**Exercise description:** How many lines in the data below contain the word "tree"? Reply with the number only.

(Coordinate labeling data)

━━━━━━━━

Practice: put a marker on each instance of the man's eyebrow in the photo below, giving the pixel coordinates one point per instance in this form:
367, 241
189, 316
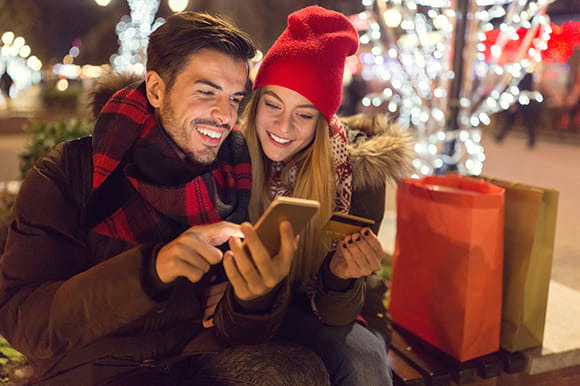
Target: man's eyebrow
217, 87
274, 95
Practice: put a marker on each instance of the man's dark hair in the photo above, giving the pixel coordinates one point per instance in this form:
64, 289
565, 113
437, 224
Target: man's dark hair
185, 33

━━━━━━━━

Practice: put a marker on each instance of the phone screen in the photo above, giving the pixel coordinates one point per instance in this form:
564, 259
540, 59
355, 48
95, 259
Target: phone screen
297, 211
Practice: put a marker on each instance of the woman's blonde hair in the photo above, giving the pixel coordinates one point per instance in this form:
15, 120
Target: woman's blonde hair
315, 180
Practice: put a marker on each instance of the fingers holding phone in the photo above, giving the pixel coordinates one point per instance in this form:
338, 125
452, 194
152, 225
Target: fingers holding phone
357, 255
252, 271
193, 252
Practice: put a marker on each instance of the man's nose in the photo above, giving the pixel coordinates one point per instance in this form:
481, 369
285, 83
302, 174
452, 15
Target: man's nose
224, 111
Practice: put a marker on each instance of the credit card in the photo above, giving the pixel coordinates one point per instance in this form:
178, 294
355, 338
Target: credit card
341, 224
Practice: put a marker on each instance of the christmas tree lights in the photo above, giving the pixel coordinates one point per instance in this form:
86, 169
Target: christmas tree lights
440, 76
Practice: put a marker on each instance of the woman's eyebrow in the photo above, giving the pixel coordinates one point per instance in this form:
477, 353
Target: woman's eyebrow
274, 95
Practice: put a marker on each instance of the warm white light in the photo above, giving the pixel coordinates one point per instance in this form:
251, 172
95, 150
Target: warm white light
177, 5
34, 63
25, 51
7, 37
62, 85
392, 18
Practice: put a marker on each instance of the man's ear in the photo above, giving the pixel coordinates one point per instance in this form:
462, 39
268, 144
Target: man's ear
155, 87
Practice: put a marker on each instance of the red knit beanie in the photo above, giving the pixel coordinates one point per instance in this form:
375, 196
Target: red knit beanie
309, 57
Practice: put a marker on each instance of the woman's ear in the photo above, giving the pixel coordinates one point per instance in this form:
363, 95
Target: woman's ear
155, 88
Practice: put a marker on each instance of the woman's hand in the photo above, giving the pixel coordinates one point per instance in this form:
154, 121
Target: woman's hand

━━━━━━━━

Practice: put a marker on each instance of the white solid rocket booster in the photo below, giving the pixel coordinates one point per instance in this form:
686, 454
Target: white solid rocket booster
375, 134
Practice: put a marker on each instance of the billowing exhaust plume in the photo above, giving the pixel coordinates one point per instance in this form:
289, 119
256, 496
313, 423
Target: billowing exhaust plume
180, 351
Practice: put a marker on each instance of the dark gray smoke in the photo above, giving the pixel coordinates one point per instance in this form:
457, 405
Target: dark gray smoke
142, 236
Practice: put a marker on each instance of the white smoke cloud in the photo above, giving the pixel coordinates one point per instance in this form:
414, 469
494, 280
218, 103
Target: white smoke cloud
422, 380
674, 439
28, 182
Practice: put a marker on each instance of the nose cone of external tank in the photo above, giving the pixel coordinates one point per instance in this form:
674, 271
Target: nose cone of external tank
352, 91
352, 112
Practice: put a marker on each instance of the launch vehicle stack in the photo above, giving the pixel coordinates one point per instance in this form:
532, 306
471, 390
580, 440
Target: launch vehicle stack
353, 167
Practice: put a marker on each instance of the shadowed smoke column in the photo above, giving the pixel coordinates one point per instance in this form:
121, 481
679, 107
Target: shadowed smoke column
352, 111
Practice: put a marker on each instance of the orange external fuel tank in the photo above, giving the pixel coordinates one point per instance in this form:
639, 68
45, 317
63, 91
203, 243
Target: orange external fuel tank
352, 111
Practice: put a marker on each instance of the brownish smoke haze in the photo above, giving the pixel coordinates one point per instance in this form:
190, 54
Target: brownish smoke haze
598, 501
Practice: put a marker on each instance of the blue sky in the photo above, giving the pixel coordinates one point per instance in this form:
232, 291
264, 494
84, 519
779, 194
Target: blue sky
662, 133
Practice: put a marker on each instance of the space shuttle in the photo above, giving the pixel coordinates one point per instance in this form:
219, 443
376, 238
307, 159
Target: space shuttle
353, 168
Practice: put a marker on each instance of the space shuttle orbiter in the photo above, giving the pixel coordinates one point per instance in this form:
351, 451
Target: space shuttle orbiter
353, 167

━━━━━━━━

**Result for this exercise:** 2